- Excerpt provided
Start of Block

Tinnitus is not merely ringing in the ears. It is a condition that has distressed many a great mind—from the Spanish master, Francisco Goya, to Charles Darwin, to Pete Townshend of The Who, among many, many others. It is an incredibly common ailment, afflicting millions worldwide and is a key symptom in survivors of traumatic brain injury. Tinnitus is the single most common service-related disability reported by veterans. The focus of this issue of the Neuroimaging Clinics is on the clinical aspects of tinnitus, its imaging evaluation, and surgical and endovascular techniques used in its treatment. This issue delves also into recent advances in neuroscience that have shed new light on the neural basis of this complex disorder and offers a glimpse into novel treatment strategies that may emerge in the future.
It is now understood that complex changes in neural networks underlie the genesis and perception of tinnitus. This issue begins with a discussion of concepts in this regard that have emerged from animal models, clinical studies, and functional brain imaging. A detailed review of the neurotologist’s approach to the patient with tinnitus then follows. The thrust of this issue, however, is in the imaging of the patient with an anatomic, radiologically identifiable, cause of Pulse Synchronous Tinnitus (PST). An overview of the imaging appearances of the more common causes of this condition and a practical approach to the interpretation of imaging studies in the patient with such tinnitus are presented. This review is intended to serve as a handy, practical, and concise summary of the topic. The next few articles discuss in depth the imaging manifestations and endovascular options of some of the more prevalent and sometimes more sinister causes of tinnitus. These include acquired and congenital arterial as well as venous anomalies.
Surgical approaches in the amelioration of tinnitus, with a focus on techniques of sigmoid sinus wall reconstruction, are then discussed in a review that we expect will be of interest to otolaryngologists and neuroradiologists alike. The issue concludes with a review of advanced MR imaging techniques that have demonstrated functional and structural alterations in auditory and nonauditory neural networks in tinnitus sufferers. In summary, we hope that this issue presents a bird’s-eye view of where the field stands today and offers some insights into the work that remains to be done.
First and foremost, we would like to offer our sincere gratitude and appreciation to all the authors that have contributed their excellent work to this issue. We are also grateful to Dr Suresh Mukherji for presenting to us this incredible opportunity and for his guidance. Our heartfelt appreciation for the Elsevier team: John Vassallo, Casey Jackson, Nicole Congleton, and the editorial staff for their help, support, and, most importantly, patience, in the preparation of this issue.
Last, but not least, out personal thanks to our families, for their unending encouragement, patience, and support.

End of Block

- Problem 1
Answer from the tinnitus preface:
(a) What does the text call the single most common service-related disability reported by veterans?
(b) In the review of surgical approaches, which techniques are the focus?
(c) Who is thanked for presenting the opportunity and for guidance?
- Problem 2
Retype the part of the tinnitus preface starting with "First and foremost, we" and going on through "of this issue.".

- Excerpted data
Start of Block

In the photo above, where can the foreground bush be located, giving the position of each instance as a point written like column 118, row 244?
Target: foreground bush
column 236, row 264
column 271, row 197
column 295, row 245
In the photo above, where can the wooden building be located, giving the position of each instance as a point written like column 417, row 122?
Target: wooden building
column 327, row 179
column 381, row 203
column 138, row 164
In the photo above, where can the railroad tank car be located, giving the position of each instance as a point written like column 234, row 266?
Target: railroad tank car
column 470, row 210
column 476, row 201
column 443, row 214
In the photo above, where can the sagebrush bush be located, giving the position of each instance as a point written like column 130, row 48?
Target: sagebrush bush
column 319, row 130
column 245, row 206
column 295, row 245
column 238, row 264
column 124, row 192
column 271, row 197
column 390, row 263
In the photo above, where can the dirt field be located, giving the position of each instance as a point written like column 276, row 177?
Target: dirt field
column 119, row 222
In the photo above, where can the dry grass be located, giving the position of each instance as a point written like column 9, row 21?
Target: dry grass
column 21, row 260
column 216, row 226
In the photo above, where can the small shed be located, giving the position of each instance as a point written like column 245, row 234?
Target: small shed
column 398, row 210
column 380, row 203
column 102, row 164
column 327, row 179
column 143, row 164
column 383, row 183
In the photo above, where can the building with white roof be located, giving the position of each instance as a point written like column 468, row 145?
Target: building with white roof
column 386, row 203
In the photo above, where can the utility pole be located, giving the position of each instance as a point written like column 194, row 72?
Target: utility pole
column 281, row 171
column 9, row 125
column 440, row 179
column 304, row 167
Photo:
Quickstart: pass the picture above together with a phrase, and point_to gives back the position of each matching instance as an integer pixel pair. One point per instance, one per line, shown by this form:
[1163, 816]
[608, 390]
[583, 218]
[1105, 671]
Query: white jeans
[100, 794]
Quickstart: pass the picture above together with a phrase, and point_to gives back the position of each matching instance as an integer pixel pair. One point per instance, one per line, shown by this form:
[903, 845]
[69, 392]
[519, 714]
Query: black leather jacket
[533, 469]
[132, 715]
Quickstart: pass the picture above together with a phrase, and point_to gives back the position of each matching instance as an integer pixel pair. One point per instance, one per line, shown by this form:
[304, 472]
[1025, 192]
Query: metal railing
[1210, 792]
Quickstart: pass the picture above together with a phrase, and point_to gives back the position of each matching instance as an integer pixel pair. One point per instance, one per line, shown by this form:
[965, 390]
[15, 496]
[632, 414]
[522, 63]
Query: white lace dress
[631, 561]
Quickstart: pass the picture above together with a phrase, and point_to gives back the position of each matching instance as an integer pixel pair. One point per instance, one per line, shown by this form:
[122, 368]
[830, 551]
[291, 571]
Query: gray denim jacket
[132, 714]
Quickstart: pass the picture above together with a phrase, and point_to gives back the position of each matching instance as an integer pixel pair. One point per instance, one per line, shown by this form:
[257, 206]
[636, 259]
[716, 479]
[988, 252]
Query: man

End of Block

- Exercise result 1
(a) Tinnitus
(b) Techniques of sigmoid sinus wall reconstruction
(c) Dr Suresh Mukherji

- Exercise result 2
First and foremost, we would like to offer our sincere gratitude and appreciation to all the authors that have contributed their excellent work to this issue. We are also grateful to Dr Suresh Mukherji for presenting to us this incredible opportunity and for his guidance. Our heartfelt appreciation for the Elsevier team: John Vassallo, Casey Jackson, Nicole Congleton, and the editorial staff for their help, support, and, most importantly, patience, in the preparation of this issue.